● **Task goal**: An exact copy of every record, with no pictures, please.

● **Supplied information**:

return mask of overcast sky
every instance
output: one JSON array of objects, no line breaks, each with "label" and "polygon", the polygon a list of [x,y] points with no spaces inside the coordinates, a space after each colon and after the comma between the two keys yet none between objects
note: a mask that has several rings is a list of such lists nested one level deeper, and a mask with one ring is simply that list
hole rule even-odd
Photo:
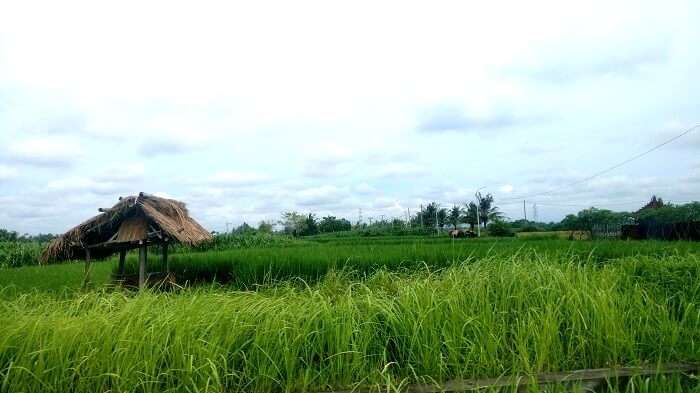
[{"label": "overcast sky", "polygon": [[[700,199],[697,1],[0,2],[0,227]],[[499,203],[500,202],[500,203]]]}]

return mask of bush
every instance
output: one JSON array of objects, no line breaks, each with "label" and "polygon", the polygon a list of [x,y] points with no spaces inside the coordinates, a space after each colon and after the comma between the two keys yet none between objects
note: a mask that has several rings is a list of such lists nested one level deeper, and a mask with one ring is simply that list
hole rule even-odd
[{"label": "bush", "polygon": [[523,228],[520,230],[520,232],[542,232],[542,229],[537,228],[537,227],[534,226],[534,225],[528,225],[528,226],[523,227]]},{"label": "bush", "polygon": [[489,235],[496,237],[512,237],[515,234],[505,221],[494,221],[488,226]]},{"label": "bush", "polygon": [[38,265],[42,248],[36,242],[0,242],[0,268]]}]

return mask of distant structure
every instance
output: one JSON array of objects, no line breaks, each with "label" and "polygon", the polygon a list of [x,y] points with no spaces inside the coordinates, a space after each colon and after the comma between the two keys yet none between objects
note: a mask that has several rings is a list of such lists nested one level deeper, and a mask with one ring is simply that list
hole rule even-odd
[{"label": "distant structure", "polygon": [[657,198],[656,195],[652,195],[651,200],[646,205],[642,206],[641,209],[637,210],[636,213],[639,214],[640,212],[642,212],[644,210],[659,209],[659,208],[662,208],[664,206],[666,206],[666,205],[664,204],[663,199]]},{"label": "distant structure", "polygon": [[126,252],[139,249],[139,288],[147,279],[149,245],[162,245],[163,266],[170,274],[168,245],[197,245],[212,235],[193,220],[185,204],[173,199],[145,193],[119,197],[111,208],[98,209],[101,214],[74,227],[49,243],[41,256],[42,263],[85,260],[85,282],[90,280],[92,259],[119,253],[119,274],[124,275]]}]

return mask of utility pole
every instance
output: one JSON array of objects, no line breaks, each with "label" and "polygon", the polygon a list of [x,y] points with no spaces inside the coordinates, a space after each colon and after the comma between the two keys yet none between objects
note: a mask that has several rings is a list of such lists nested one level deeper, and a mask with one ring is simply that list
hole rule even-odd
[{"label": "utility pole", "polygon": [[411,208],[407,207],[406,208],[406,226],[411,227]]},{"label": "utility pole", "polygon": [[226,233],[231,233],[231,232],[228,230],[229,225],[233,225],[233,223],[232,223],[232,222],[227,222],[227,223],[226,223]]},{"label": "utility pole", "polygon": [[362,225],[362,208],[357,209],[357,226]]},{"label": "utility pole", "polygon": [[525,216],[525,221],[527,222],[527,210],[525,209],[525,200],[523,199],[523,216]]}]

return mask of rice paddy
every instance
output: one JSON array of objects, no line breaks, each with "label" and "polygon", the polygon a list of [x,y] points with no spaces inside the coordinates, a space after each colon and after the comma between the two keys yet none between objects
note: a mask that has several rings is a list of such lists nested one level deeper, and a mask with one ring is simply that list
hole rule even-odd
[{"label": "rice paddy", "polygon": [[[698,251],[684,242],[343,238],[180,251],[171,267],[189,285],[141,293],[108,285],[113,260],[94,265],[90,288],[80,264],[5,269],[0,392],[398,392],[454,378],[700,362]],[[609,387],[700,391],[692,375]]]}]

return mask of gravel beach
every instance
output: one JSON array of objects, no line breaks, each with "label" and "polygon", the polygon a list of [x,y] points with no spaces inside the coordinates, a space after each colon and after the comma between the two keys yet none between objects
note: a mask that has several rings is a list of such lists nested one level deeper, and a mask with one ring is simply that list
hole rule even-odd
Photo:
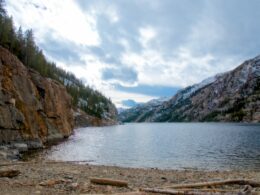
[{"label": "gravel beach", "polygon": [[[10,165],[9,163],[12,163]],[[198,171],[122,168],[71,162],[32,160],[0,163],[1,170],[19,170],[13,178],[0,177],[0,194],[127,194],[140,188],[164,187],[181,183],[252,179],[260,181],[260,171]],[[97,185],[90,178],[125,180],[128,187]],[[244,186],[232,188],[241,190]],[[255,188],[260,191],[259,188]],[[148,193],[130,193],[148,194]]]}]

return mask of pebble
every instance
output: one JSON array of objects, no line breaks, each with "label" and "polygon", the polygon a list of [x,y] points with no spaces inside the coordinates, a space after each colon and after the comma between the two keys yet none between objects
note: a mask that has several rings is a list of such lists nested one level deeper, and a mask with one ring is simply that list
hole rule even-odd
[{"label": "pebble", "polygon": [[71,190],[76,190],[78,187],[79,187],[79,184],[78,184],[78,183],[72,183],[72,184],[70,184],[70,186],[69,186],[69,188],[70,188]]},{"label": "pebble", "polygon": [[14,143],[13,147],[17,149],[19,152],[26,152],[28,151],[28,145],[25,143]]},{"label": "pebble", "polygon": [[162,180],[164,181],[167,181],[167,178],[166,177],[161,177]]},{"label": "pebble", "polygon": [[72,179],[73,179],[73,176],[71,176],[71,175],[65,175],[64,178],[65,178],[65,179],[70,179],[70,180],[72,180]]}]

● **Result below**:
return mask of overcast sky
every instance
output: one JSON array of objects, no line breaks, each with "label" and "polygon", the polygon a list of [x,y] points with no spaces inside the coordinates, a space after each colon and after the comma between the two keys yet none between objects
note: a mask that has several rings is a list of such lists nested one level deeper, and a mask with one ring is simply that list
hole rule even-odd
Photo:
[{"label": "overcast sky", "polygon": [[[700,199],[697,1],[0,2],[0,227]],[[499,203],[500,202],[500,203]]]}]

return mask of bush
every instance
output: one JSON array of objects, no line breaks, each with "label" and "polygon", the polygon a list of [x,y] points with no spaces inside the coordinates, a space after each colon and after the comma between the two keys yet none between objects
note: a mask that has several rings is a list of such lists nested one level deeper, and a mask with one ring is simply that list
hole rule even-odd
[{"label": "bush", "polygon": [[523,228],[520,230],[520,232],[542,232],[542,229],[537,228],[537,227],[534,226],[534,225],[528,225],[528,226],[523,227]]},{"label": "bush", "polygon": [[489,235],[496,237],[512,237],[515,234],[505,221],[494,221],[488,226]]},{"label": "bush", "polygon": [[38,265],[42,248],[36,242],[0,242],[0,268]]}]

return mask of distant structure
every instance
output: one JSON array of objects, no line breaks, each with "label" and "polygon", the polygon a list of [x,y] points with no spaces inside the coordinates, a space after each colon and after the comma between the two keys yet none between objects
note: a mask that has several rings is a list of such lists nested one level deeper, and a mask with one ring is simply that list
hole rule even-odd
[{"label": "distant structure", "polygon": [[657,198],[656,195],[652,195],[651,200],[646,205],[642,206],[641,209],[637,210],[636,213],[639,214],[640,212],[642,212],[644,210],[659,209],[659,208],[662,208],[664,206],[666,206],[666,205],[664,204],[663,199]]},{"label": "distant structure", "polygon": [[126,252],[139,249],[139,288],[147,279],[149,245],[162,245],[163,266],[170,274],[168,245],[197,245],[212,235],[193,220],[185,204],[173,199],[145,193],[119,197],[111,208],[98,209],[101,214],[74,227],[49,243],[41,256],[42,263],[85,260],[85,282],[90,280],[92,259],[119,253],[119,274],[124,275]]}]

return mask of utility pole
every instance
output: one JSON array of objects, no line breaks, each with "label" and "polygon", the polygon a list of [x,y] points with no spaces inside the coordinates, a space after each colon and after the comma between the two keys yet none between objects
note: a mask that has several rings is a list of such lists nested one level deeper, and a mask with one ring is simply that list
hole rule even-odd
[{"label": "utility pole", "polygon": [[411,208],[407,207],[406,208],[406,226],[411,227]]},{"label": "utility pole", "polygon": [[226,233],[231,233],[231,232],[228,230],[229,225],[233,225],[233,223],[232,223],[232,222],[227,222],[227,223],[226,223]]},{"label": "utility pole", "polygon": [[362,225],[362,208],[357,209],[357,226]]},{"label": "utility pole", "polygon": [[525,216],[525,221],[527,222],[527,210],[525,209],[525,200],[523,199],[523,216]]}]

return mask of rice paddy
every instance
output: one JSON array of objects, no line breaks, each with "label" and "polygon", the polygon a list of [x,y] points with no spaces inside the coordinates, a space after each colon and after the comma between the two keys yet none between objects
note: a mask that has several rings is a list of such lists nested one level deeper, and a mask with one ring is simply that list
hole rule even-odd
[{"label": "rice paddy", "polygon": [[[698,251],[684,242],[343,238],[180,251],[171,267],[189,285],[141,293],[108,285],[113,260],[94,265],[90,288],[80,264],[5,269],[0,392],[398,392],[454,378],[700,362]],[[609,387],[700,391],[692,375]]]}]

return mask of gravel beach
every instance
output: one JSON array of objects, no line breaks, each with "label" and "polygon", the polygon a list of [x,y] points with no spaces inside the coordinates, a space after each colon and after the comma between the two keys yet none between objects
note: a mask that has several rings is a list of such lists nested one level deeper, and a mask with one ring is simply that list
hole rule even-odd
Photo:
[{"label": "gravel beach", "polygon": [[[10,165],[9,163],[12,163]],[[198,171],[122,168],[71,162],[32,160],[0,163],[1,170],[19,170],[13,178],[0,177],[0,194],[127,194],[140,188],[164,187],[181,183],[252,179],[260,181],[260,171]],[[97,185],[90,178],[125,180],[128,187]],[[244,186],[232,188],[241,190]],[[255,188],[260,191],[259,188]],[[148,193],[130,193],[148,194]]]}]

return mask of pebble
every instance
output: one JSON array of objects, no line breaks, each with "label" and "polygon", the polygon a list of [x,y] points with no spaces inside the coordinates, a space after each colon and after the comma between the two keys yet none between objects
note: a mask that has several rings is a list of such lists nested one level deeper, and a mask with one ring is simply that list
hole rule even-odd
[{"label": "pebble", "polygon": [[71,190],[76,190],[78,187],[79,187],[79,184],[78,184],[78,183],[72,183],[72,184],[70,184],[70,186],[69,186],[69,188],[70,188]]},{"label": "pebble", "polygon": [[14,143],[13,147],[17,149],[19,152],[26,152],[28,151],[28,145],[25,143]]},{"label": "pebble", "polygon": [[162,180],[164,181],[167,181],[167,178],[166,177],[161,177]]},{"label": "pebble", "polygon": [[72,179],[73,179],[73,176],[71,176],[71,175],[65,175],[64,178],[65,178],[65,179],[70,179],[70,180],[72,180]]}]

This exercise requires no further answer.